- [EXERCISES TO COMPLETE]:
A) In the colon cancer text, how many cases of colon cancer do doctors diagnose each year?
B) Copy the colon cancer text word for word from "- Feeling like" to "- Weakness, fatigue.".

- [EXTRACT]:
——————————

Colon cancer is the uncontrolled growth of cells in the colon, also known as the large intestine. Doctors diagnose about 97,220 cases of colon cancer each year.
Colorectal cancer of the colon is common – excluding skin cancer, colorectal cancer is the third most common type of cancer in the United States.
Many people with colon cancer do not realize it at first – many of the signs and symptoms of colon cancer may be the result of other conditions, such as hemorrhoids, infections, irritable bowel syndrome, and inflammatory bowel disease. Signs of colon cancer are especially hard to recognize in the early stages of the disease. Early detection of colon cancer is important, though, in that early treatment improves outcomes.
Signs of Colon Cancer
The signs of colon cancer include:
- A change in your bowel habits, such as constipation, diarrhea, or narrow stools, which persists for more than a few days.
- Feeling like you need to have a bowel movement, but moving your bowels does not relieve the sensation.
- Rectal bleeding.
- Dark stools or obvious blood in your stool.
- Belly pain or cramping.
- Weakness, fatigue.
- Unintended weight loss.
Most people who experience these signs and symptoms do not have colon cancer. It is important that people who do experience these signs and symptoms undergo colon cancer testing, as symptoms often appear only after cancer has progressed to a later stage of the disease.
Colon Cancer and Screening
Doctors often describe colon cancer and rectal cancer as one condition – colorectal cancer.

——————————

- [AVAILABLE DATA]:
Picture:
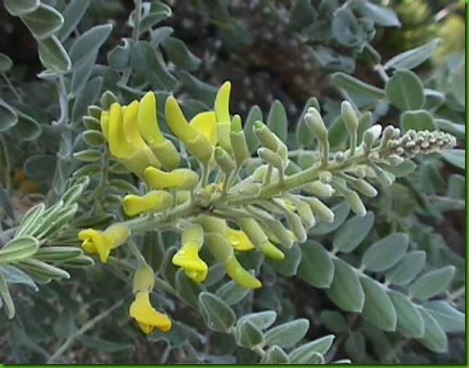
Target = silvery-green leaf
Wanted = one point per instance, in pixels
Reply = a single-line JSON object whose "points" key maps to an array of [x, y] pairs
{"points": [[255, 114], [458, 130], [8, 116], [289, 265], [19, 248], [231, 293], [409, 321], [378, 308], [333, 321], [275, 355], [341, 212], [261, 320], [449, 318], [417, 120], [352, 233], [5, 296], [316, 267], [435, 338], [277, 120], [405, 90], [5, 63], [356, 87], [303, 353], [72, 15], [180, 55], [346, 291], [43, 21], [248, 335], [407, 269], [432, 283], [53, 55], [378, 14], [386, 252], [21, 7], [287, 334], [413, 58], [87, 45], [216, 313], [456, 157]]}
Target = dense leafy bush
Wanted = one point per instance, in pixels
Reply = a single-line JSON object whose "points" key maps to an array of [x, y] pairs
{"points": [[148, 217]]}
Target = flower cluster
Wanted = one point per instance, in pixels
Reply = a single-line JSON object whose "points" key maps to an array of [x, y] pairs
{"points": [[220, 208]]}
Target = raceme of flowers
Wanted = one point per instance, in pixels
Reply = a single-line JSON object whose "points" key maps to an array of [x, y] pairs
{"points": [[213, 207]]}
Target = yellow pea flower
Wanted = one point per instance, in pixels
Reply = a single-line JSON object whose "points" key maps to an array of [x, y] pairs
{"points": [[154, 201], [196, 142], [104, 121], [206, 124], [102, 242], [239, 240], [184, 179], [222, 112], [147, 317], [163, 148], [188, 256]]}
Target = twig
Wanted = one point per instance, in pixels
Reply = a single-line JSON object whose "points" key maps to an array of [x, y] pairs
{"points": [[90, 324]]}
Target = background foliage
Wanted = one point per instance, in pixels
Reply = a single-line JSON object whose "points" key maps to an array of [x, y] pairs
{"points": [[385, 288]]}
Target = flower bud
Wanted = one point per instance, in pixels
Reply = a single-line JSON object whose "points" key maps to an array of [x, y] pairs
{"points": [[355, 203], [224, 160], [259, 239], [265, 136], [321, 210], [238, 140], [296, 226], [315, 123], [319, 189], [184, 179], [270, 157], [154, 201], [222, 112], [364, 187], [144, 278]]}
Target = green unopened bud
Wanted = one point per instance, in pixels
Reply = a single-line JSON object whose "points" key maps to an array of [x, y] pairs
{"points": [[238, 141], [364, 188], [321, 210], [296, 226], [265, 136], [107, 99], [349, 116], [355, 203], [319, 189], [270, 157], [306, 214], [315, 123], [144, 278], [258, 237], [154, 201], [224, 160], [371, 135], [384, 177]]}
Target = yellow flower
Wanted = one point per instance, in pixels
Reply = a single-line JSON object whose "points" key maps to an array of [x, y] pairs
{"points": [[163, 148], [184, 179], [154, 201], [147, 317], [206, 124], [102, 242], [239, 240], [195, 141], [222, 112], [188, 256]]}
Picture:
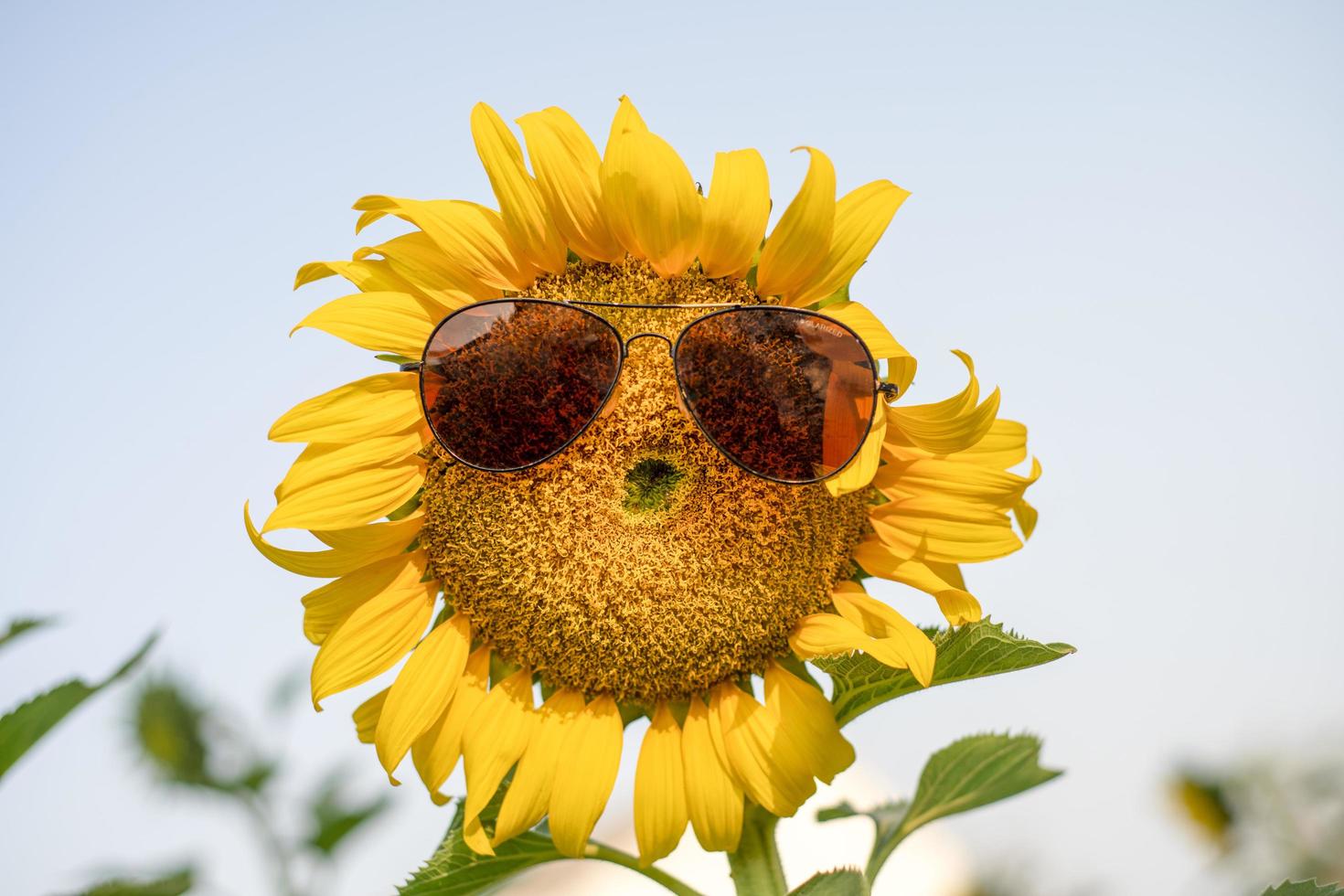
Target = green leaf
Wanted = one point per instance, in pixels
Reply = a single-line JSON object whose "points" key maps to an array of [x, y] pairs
{"points": [[172, 884], [886, 819], [966, 774], [456, 870], [335, 817], [972, 650], [26, 724], [843, 881], [23, 626], [1304, 888]]}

——————————

- [WRITTEN ANSWERS]:
A) About 97,220 cases.

B)
- Feeling like you need to have a bowel movement, but moving your bowels does not relieve the sensation.
- Rectal bleeding.
- Dark stools or obvious blood in your stool.
- Belly pain or cramping.
- Weakness, fatigue.